• [What is required]: Find each line in the material below that contains the string "shirt" and copy it. Case counts.

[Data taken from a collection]
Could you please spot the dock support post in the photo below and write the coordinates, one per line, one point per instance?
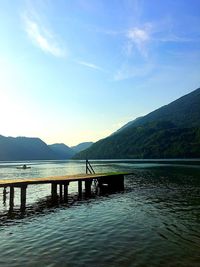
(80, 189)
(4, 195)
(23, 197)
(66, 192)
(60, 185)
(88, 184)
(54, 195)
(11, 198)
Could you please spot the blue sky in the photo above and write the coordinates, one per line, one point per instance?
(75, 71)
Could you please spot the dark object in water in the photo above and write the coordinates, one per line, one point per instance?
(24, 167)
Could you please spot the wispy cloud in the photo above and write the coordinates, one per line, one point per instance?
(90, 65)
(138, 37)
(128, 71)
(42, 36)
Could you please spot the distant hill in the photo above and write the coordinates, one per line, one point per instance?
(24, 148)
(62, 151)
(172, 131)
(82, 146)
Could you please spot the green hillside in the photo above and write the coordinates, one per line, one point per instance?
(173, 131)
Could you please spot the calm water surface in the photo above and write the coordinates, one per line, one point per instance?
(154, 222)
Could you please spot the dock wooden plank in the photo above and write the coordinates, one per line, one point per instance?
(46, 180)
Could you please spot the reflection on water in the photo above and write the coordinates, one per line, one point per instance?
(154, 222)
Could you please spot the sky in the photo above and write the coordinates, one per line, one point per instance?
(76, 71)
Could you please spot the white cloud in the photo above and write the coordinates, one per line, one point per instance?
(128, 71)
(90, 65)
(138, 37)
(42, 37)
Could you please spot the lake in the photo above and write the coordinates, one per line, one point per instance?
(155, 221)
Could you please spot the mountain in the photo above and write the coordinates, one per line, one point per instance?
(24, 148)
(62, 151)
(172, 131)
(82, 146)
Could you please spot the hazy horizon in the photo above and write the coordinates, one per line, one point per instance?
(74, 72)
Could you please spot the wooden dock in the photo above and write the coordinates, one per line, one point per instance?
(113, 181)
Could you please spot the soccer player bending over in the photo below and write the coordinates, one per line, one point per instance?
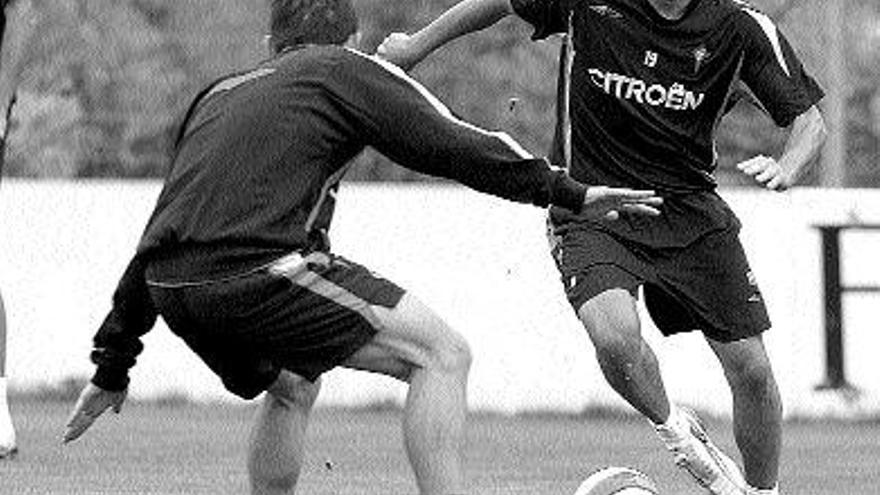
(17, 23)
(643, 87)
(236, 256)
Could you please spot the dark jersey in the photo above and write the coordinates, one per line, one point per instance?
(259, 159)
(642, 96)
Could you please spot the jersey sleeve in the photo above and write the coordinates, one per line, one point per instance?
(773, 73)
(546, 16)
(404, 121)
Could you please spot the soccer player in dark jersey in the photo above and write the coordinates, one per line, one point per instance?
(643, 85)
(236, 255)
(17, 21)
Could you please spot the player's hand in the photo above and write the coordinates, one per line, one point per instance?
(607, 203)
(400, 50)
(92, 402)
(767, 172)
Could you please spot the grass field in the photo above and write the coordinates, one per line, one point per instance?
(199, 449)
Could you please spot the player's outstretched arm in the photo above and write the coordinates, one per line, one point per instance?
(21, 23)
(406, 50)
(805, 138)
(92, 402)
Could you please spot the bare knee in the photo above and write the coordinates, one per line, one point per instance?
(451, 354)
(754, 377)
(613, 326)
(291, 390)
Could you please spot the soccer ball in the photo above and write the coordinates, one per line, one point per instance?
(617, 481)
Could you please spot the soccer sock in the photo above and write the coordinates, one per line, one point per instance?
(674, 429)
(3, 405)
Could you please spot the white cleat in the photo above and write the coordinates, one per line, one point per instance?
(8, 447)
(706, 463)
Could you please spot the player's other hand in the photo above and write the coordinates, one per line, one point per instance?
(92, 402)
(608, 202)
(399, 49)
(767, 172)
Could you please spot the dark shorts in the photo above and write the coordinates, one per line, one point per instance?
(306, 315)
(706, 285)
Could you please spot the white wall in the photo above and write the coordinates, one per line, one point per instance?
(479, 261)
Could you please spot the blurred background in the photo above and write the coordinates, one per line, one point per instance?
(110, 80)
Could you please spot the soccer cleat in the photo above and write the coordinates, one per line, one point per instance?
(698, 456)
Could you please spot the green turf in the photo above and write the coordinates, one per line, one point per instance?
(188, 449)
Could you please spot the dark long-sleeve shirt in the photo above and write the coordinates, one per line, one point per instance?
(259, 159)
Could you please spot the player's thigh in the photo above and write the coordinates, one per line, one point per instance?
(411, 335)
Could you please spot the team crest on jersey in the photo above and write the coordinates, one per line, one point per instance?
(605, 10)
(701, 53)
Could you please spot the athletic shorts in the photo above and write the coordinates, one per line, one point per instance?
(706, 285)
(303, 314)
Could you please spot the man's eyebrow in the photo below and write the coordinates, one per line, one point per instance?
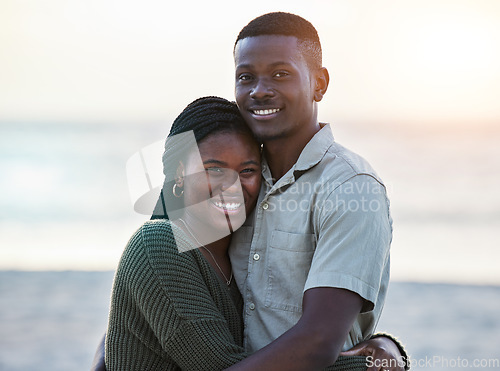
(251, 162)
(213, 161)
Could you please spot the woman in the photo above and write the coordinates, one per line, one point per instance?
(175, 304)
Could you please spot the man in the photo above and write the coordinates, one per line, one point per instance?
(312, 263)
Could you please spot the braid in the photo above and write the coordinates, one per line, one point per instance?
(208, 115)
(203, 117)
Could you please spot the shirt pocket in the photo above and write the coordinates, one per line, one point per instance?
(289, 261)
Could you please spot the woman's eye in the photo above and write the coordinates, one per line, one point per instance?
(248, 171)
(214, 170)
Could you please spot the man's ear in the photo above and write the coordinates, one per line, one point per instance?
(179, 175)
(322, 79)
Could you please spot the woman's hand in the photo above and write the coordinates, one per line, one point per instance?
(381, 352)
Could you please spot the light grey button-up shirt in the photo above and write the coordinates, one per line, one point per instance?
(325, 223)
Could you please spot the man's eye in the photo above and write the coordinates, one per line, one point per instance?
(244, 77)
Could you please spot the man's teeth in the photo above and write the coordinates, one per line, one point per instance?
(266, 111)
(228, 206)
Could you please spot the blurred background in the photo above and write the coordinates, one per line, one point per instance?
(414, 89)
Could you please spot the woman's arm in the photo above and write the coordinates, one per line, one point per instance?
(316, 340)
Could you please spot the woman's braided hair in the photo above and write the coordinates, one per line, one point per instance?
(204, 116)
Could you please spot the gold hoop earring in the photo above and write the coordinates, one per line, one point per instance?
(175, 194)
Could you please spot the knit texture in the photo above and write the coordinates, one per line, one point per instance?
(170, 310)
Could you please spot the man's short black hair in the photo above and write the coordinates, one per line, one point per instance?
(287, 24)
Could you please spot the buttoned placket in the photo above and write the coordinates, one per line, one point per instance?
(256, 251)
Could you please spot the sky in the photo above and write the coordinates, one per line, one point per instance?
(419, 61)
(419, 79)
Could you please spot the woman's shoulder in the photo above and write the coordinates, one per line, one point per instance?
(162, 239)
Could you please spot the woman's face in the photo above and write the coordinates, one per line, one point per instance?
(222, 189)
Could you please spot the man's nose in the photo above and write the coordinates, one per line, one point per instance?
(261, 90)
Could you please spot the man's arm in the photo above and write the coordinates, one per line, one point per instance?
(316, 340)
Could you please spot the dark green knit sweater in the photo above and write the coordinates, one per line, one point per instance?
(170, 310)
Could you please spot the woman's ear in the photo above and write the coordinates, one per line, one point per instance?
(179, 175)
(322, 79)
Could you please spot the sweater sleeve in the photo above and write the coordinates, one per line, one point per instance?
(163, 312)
* * *
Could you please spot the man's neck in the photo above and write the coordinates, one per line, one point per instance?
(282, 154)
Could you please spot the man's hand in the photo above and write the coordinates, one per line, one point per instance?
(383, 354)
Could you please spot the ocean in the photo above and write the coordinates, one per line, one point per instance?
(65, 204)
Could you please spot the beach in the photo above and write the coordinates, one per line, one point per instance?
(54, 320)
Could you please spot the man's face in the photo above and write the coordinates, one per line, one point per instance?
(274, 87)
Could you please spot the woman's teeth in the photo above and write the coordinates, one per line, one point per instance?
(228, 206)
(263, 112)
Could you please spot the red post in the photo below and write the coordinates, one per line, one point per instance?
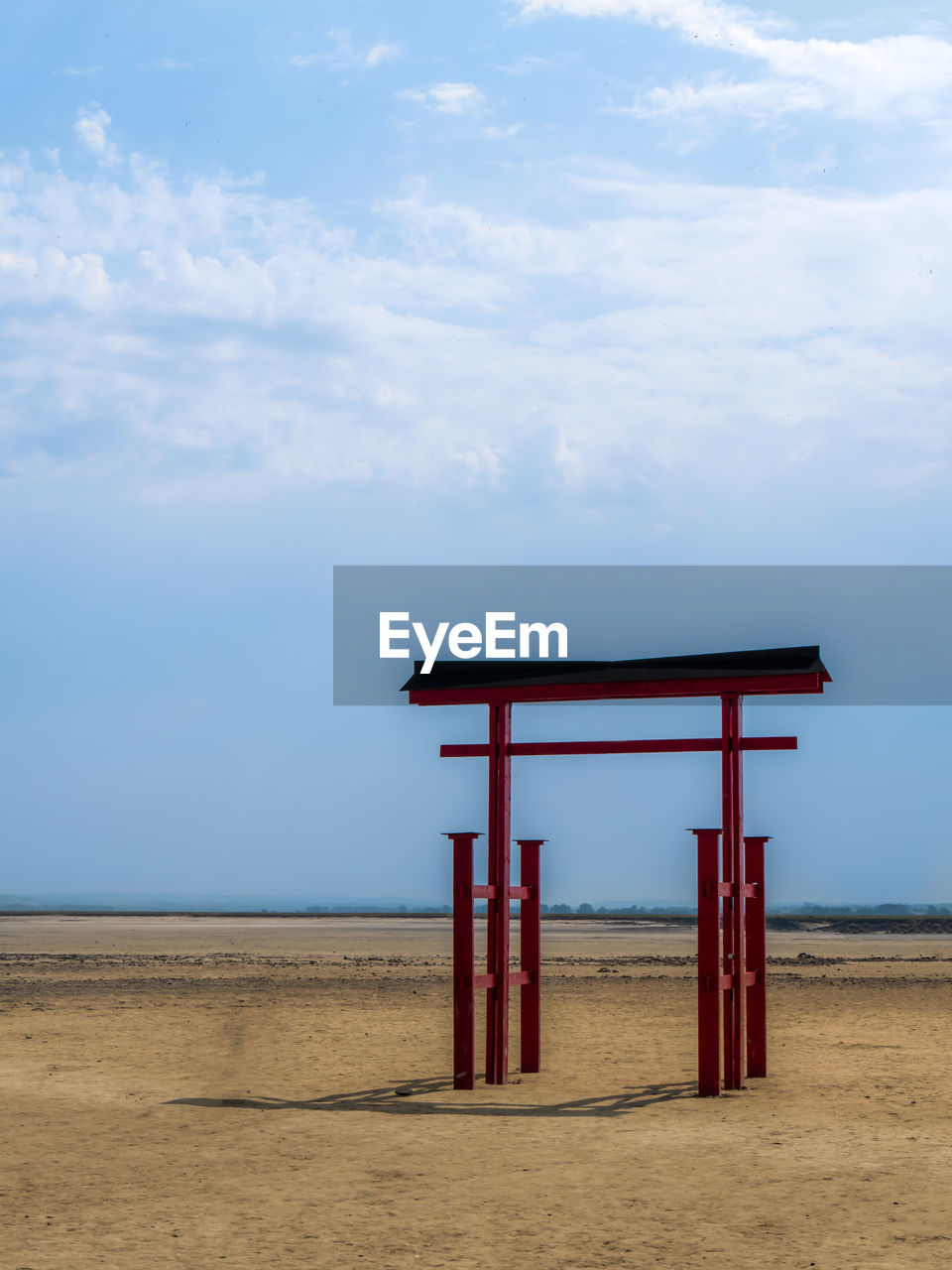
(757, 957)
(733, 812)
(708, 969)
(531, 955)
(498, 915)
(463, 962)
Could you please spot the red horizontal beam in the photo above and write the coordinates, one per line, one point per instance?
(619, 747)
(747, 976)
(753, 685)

• [Answer for this exercise]:
Could you please spot the dark long-sleeve shirt in the photo above and write the coordinates, one per line, one point per instance?
Could you please spot the shirt pocket in the photo above and write the coordinates, one per line, one point per instance?
Could you please spot the light grey button-up shirt in the photo above and write the coordinates, one per line, one point per instance?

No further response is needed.